# [Aim of the exercise]
Repeat the data below exactly, dropping any pictures it holds.
══ Data to use
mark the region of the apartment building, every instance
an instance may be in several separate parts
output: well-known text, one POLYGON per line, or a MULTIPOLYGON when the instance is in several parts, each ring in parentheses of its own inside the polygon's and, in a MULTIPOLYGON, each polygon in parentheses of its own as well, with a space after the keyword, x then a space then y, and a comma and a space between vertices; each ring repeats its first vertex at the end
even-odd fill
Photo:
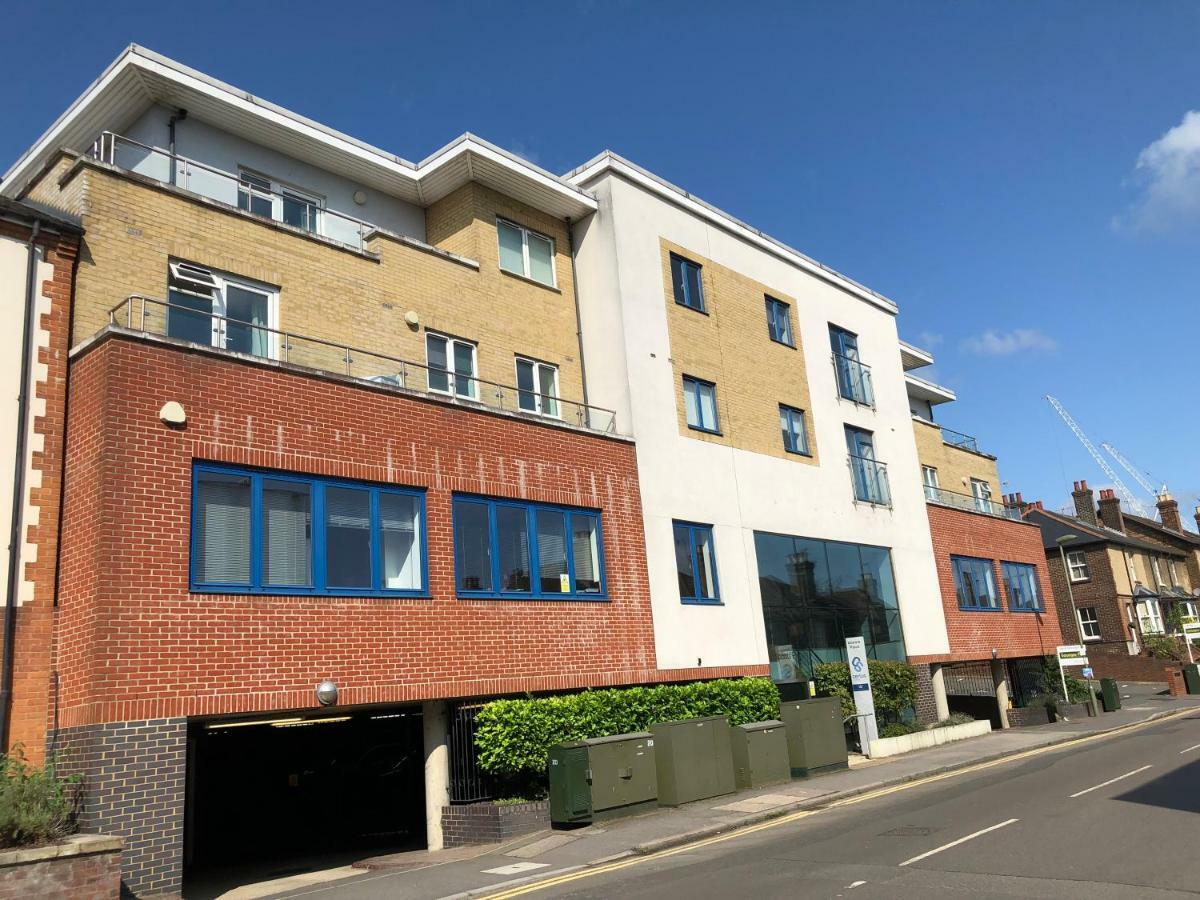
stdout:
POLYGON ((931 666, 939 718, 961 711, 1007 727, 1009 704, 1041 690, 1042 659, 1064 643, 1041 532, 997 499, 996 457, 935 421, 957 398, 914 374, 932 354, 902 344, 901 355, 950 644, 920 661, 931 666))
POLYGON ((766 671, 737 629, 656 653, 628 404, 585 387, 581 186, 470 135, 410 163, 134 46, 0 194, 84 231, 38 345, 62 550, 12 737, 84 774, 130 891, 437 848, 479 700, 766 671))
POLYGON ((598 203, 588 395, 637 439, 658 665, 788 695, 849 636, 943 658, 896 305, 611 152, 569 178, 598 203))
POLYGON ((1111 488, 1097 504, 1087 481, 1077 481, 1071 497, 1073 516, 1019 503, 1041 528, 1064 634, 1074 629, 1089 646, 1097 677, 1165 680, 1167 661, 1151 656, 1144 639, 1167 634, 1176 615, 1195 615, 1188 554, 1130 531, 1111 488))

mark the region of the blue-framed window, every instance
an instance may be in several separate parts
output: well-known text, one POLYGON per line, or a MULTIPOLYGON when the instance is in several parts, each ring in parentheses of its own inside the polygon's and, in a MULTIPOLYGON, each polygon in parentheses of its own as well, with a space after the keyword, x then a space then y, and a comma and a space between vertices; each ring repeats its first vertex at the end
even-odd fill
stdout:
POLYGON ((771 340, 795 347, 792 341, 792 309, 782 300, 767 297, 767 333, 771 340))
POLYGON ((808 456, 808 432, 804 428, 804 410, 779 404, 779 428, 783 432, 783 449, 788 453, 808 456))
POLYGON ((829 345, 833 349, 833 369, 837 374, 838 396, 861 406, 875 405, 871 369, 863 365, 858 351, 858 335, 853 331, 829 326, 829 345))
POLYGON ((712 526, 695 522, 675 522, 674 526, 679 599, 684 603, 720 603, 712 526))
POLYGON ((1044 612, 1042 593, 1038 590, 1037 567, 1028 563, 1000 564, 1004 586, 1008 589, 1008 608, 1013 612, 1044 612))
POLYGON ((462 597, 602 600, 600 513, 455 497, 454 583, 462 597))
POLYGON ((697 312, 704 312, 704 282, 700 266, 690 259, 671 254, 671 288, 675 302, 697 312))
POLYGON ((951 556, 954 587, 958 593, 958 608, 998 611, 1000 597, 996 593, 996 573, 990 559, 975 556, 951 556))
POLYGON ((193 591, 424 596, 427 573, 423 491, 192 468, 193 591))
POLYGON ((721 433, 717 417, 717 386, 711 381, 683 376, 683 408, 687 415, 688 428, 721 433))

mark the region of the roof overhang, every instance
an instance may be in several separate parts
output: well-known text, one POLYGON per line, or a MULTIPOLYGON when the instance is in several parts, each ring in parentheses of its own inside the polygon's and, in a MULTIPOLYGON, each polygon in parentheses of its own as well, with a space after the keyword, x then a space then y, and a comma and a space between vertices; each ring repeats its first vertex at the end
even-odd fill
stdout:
════
# [Response to the exercise]
mark the region of the apartment building, every instance
an instance may be in several separate parts
output: well-known text, one POLYGON per line, or a MULTIPOLYGON when the instance is in several parts, each ring in parentheses of its own inside the polygon's and, in a MULTIPOLYGON, each polygon in parentheses of its own as well, with a space after the keyword, x then a space then y, and a comma and a space between vertices; each ring repeats its first vertex at the end
even-odd fill
Photo:
stdout:
POLYGON ((931 666, 939 718, 961 711, 1007 727, 1009 704, 1041 690, 1042 659, 1064 643, 1041 532, 997 499, 996 457, 935 421, 957 398, 914 374, 932 354, 902 344, 901 355, 950 644, 920 661, 931 666))
POLYGON ((766 671, 737 629, 656 653, 628 404, 585 387, 581 186, 470 135, 410 163, 134 46, 0 194, 84 231, 38 345, 62 550, 12 737, 84 774, 130 891, 437 848, 479 700, 766 671))
POLYGON ((598 203, 588 395, 637 439, 658 665, 788 695, 849 636, 943 658, 896 305, 611 152, 569 178, 598 203))
POLYGON ((1111 488, 1097 504, 1087 481, 1077 481, 1071 497, 1073 516, 1019 503, 1041 528, 1064 634, 1074 629, 1089 646, 1097 677, 1165 680, 1167 661, 1151 656, 1144 639, 1167 634, 1176 615, 1195 615, 1188 554, 1130 531, 1111 488))

mark the region of the blue-framed window, every instance
an instance may be in several separate parts
output: well-known text, one POLYGON per line, or a MULTIPOLYGON when the instance is in several parts, each ring in parentheses of its own inside the polygon's and, in a MULTIPOLYGON, each polygon in parentheses of its own as well, with a space after the keyword, x then a space then y, and a comma and a space between vertices; each ring repeats its first vertex at the end
even-odd fill
stdout:
POLYGON ((771 340, 795 347, 792 341, 792 309, 782 300, 767 297, 767 333, 771 340))
POLYGON ((808 456, 808 432, 804 428, 804 410, 779 404, 779 428, 783 432, 783 449, 788 453, 808 456))
POLYGON ((829 345, 833 349, 833 369, 837 374, 838 396, 861 406, 875 405, 871 369, 863 365, 858 351, 858 335, 853 331, 829 326, 829 345))
POLYGON ((712 526, 695 522, 675 522, 674 526, 679 599, 684 603, 720 603, 712 526))
POLYGON ((1044 612, 1042 593, 1038 590, 1037 567, 1028 563, 1000 564, 1004 586, 1008 589, 1008 608, 1013 612, 1044 612))
POLYGON ((462 597, 602 600, 600 513, 455 497, 454 583, 462 597))
POLYGON ((697 312, 704 312, 704 282, 700 266, 690 259, 671 254, 671 288, 675 302, 697 312))
POLYGON ((951 556, 954 587, 958 593, 958 608, 998 611, 1000 597, 996 593, 996 573, 990 559, 975 556, 951 556))
POLYGON ((193 591, 424 596, 427 573, 423 491, 192 468, 193 591))
POLYGON ((721 433, 717 417, 717 386, 711 381, 683 376, 683 408, 687 415, 688 428, 721 433))

mark the region of the roof overhang, every instance
an instance may be in several separate parts
output: well-known text, one POLYGON per line, or a MULTIPOLYGON when the instance is in several parts, each ring in parentheses of its own inside the polygon's and, in a MULTIPOLYGON, each polygon in parentheses of its own as well, with a space after the keyword, x then a space then y, and a comma and a space between vertices; each ring repeats its first vertex at the end
even-odd fill
stdout:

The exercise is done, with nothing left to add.